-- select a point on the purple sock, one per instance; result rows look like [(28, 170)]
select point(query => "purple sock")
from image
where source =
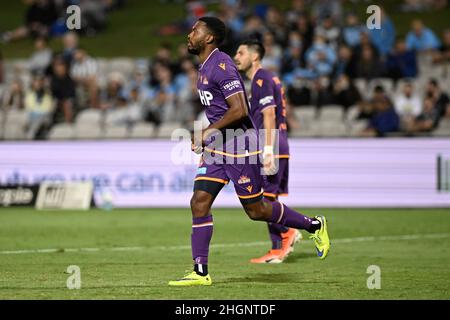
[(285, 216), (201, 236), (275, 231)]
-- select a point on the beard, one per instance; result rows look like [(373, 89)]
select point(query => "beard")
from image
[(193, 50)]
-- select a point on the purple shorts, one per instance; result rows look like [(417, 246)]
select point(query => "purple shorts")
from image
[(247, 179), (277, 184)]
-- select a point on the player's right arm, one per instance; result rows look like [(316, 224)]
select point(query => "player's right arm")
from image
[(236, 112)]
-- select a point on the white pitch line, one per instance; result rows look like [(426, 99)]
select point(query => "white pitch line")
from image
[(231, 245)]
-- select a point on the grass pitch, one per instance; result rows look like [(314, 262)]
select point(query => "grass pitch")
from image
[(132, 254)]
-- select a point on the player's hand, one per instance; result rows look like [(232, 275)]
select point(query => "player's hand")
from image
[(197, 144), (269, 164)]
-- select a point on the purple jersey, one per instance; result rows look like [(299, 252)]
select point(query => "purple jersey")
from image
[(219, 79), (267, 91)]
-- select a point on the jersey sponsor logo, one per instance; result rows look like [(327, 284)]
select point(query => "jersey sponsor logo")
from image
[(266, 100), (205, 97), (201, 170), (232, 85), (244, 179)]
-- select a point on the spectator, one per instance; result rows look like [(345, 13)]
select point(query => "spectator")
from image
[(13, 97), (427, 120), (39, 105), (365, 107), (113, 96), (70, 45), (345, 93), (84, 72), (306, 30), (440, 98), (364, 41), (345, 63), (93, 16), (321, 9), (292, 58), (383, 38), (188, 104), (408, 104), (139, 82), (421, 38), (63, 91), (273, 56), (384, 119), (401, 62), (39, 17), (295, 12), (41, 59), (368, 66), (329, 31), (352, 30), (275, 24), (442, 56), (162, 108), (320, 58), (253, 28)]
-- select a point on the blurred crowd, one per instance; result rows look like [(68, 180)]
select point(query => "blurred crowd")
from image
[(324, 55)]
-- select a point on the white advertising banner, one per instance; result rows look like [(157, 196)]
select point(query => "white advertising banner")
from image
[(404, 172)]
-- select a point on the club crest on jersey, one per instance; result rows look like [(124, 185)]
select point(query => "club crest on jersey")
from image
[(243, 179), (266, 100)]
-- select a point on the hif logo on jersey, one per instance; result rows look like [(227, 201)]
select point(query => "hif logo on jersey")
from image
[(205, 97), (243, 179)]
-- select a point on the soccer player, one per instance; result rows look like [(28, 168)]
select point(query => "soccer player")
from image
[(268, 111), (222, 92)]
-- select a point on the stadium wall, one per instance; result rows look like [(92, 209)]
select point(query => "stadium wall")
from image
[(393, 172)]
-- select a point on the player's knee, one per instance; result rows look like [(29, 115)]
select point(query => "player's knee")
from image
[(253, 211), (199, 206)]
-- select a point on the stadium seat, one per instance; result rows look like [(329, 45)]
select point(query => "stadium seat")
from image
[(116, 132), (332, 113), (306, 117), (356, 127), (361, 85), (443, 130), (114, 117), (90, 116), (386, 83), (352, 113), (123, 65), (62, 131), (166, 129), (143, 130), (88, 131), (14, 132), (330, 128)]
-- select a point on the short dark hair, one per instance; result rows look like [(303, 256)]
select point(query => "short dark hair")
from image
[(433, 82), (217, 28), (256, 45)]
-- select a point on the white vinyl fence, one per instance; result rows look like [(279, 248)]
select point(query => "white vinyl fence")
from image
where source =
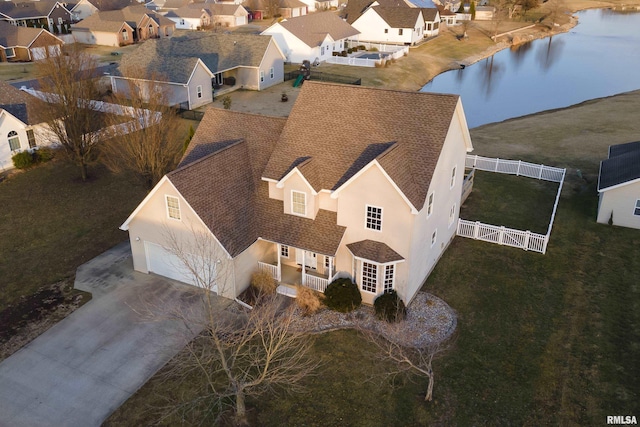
━━━━━━━━
- [ASSIGNMENT]:
Go from the first line of the listing to the line holding "-- select a point on the white advertising" and, please, transcribe those lines exactly, both included, with no pictures.

- [TASK ANSWER]:
-- select a point on the purple sock, one per instance; result rows look like [(28, 170)]
select point(query => "purple sock")
from image
where source =
[(285, 216), (201, 236), (275, 231)]
-- select a point on the beard, one per instance; result rows look like [(373, 89)]
select point(query => "beard")
from image
[(193, 50)]
-- select a point on the purple shorts, one per instance; result rows look like [(417, 246)]
select point(query => "purple shorts")
from image
[(247, 179), (277, 184)]
-- select a point on the player's right arm, one per instance; result rows look like [(316, 224)]
select point(query => "player's right arm")
from image
[(236, 112)]
-- select a point on the white pitch line, one per instance; result rows look like [(426, 99)]
select point(query => "white pitch line")
from image
[(231, 245)]
-- select a point on the grass pitch, one per instance; result rows look like [(314, 262)]
select point(query => "grass pitch")
from image
[(132, 254)]
-- select a point on the player's hand, one per instance; result rows look like [(232, 275)]
select point(query => "player's hand")
from image
[(197, 144), (269, 164)]
-- select a point on the purple jersey, one per instance; result rows look like [(299, 252)]
select point(query => "purple jersey")
from image
[(219, 79), (267, 91)]
-- select a point on the jersey sponsor logo, one per instance; result rows look like [(327, 284)]
select point(query => "jersey sponsor logo")
from image
[(266, 100), (205, 97), (201, 170), (232, 85), (244, 179)]
-- select a point on the spectator, one per instance; result rows look like [(345, 13)]
select point(query => "spectator")
from image
[(13, 97), (427, 120), (39, 105), (365, 107), (113, 96), (70, 45), (345, 93), (84, 72), (306, 30), (440, 98), (364, 41), (345, 63), (93, 16), (321, 9), (292, 58), (383, 38), (188, 104), (408, 104), (139, 82), (421, 38), (63, 91), (273, 56), (384, 119), (401, 62), (39, 17), (295, 12), (41, 59), (368, 66), (329, 31), (352, 30), (275, 24), (442, 56), (162, 108), (320, 58), (253, 28)]
-- select a point on the blurred crowd, one per instance; result rows look like [(68, 180)]
select point(query => "blurred crowd")
from image
[(324, 55)]
-- select a point on the white advertising banner, one per instance; result rows look like [(157, 196)]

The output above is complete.